___ DOCUMENT TEXT

Monday, March 9, 2015

The Freestyle Battle 2014

Computer-based Chess with Houdini & Co.
by Arno Nickel - (Read in German)
Since 4th February the Freestyle Battle 2014arguably the strongest computer chess tournament of all times, is played on the InfinityChess server. 30 invited players from the field of Freestyle Chess, pure computer chess and correspondence chess play a round robin tournament with a long game time limit (90m+15s). The participants can choose freely which tools they want to use for help, on which hardware they play, and which chess programs they use. The overall prize fund amounts to 20.000 US-dollar, with a first prize of 5,500 US-dollar. After 18 from 29 rounds the English player Anson Williams (nickname "Intagrand") leads by tie-break, followed by the Philippine player Alvin Alcala (nickname "Maximus") with the same number of points.

______

REQUIRED TASKS:
**a)** Answer from the article on the Freestyle Battle 2014:
(i) On which server is the tournament played?
(ii) What game time limit is used?
(iii) Who leads after 18 of 29 rounds, and by what means?
**b)** Reproduce word for word everything from "Since 4th February the" down to "number of points." in the article on the Freestyle Battle 2014.
The data after this point are separate material, apart from the article.

___ DATA PROVIDED

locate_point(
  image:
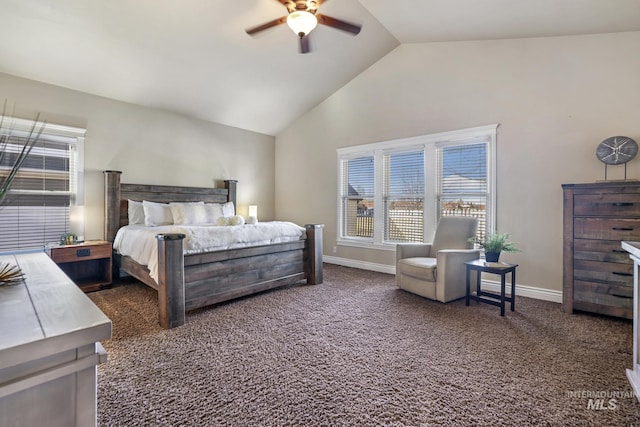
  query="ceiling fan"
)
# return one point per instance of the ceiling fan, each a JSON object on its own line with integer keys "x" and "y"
{"x": 303, "y": 18}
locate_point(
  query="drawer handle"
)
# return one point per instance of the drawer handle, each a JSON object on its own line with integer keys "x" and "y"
{"x": 621, "y": 296}
{"x": 83, "y": 252}
{"x": 621, "y": 274}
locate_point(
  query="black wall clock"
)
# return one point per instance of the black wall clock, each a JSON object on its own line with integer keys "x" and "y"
{"x": 616, "y": 150}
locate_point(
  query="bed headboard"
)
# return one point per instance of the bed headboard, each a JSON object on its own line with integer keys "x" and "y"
{"x": 117, "y": 196}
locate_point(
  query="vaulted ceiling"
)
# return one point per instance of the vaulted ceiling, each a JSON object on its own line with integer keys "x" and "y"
{"x": 193, "y": 57}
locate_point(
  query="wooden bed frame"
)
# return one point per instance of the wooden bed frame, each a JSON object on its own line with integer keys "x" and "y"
{"x": 187, "y": 282}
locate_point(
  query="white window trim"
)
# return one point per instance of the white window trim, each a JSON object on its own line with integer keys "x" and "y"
{"x": 429, "y": 143}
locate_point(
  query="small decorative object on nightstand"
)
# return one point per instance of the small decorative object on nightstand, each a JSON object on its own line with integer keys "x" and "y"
{"x": 88, "y": 264}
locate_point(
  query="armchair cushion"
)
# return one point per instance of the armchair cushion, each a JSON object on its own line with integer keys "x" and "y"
{"x": 420, "y": 268}
{"x": 437, "y": 270}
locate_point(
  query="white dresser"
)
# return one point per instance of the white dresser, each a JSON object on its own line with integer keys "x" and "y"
{"x": 50, "y": 334}
{"x": 633, "y": 374}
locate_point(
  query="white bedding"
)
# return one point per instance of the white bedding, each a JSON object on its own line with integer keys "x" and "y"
{"x": 139, "y": 241}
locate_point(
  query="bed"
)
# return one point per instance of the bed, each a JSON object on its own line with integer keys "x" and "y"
{"x": 187, "y": 281}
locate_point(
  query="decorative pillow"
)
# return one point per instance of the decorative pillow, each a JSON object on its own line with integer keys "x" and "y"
{"x": 156, "y": 214}
{"x": 136, "y": 212}
{"x": 188, "y": 213}
{"x": 236, "y": 220}
{"x": 213, "y": 212}
{"x": 228, "y": 209}
{"x": 223, "y": 220}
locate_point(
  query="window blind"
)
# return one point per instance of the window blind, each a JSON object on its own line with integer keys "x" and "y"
{"x": 36, "y": 209}
{"x": 403, "y": 177}
{"x": 358, "y": 196}
{"x": 463, "y": 181}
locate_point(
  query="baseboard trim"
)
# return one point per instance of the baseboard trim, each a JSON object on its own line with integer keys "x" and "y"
{"x": 345, "y": 262}
{"x": 489, "y": 285}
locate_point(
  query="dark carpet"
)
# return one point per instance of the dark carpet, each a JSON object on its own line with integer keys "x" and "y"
{"x": 357, "y": 351}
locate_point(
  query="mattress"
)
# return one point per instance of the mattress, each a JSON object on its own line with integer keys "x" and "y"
{"x": 140, "y": 244}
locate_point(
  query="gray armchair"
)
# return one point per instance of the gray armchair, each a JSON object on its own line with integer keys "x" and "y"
{"x": 436, "y": 270}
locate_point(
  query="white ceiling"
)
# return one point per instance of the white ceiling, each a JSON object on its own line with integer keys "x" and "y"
{"x": 194, "y": 57}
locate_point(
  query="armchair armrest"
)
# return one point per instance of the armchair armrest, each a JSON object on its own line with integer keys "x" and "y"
{"x": 412, "y": 250}
{"x": 451, "y": 272}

______

ANSWERS BELOW:
**a)**
(i) The InfinityChess server.
(ii) 90m+15s.
(iii) The English player Anson Williams (nickname "Intagrand"), by tie-break.

**b)**
Since 4th February the Freestyle Battle 2014arguably the strongest computer chess tournament of all times, is played on the InfinityChess server. 30 invited players from the field of Freestyle Chess, pure computer chess and correspondence chess play a round robin tournament with a long game time limit (90m+15s). The participants can choose freely which tools they want to use for help, on which hardware they play, and which chess programs they use. The overall prize fund amounts to 20.000 US-dollar, with a first prize of 5,500 US-dollar. After 18 from 29 rounds the English player Anson Williams (nickname "Intagrand") leads by tie-break, followed by the Philippine player Alvin Alcala (nickname "Maximus") with the same number of points.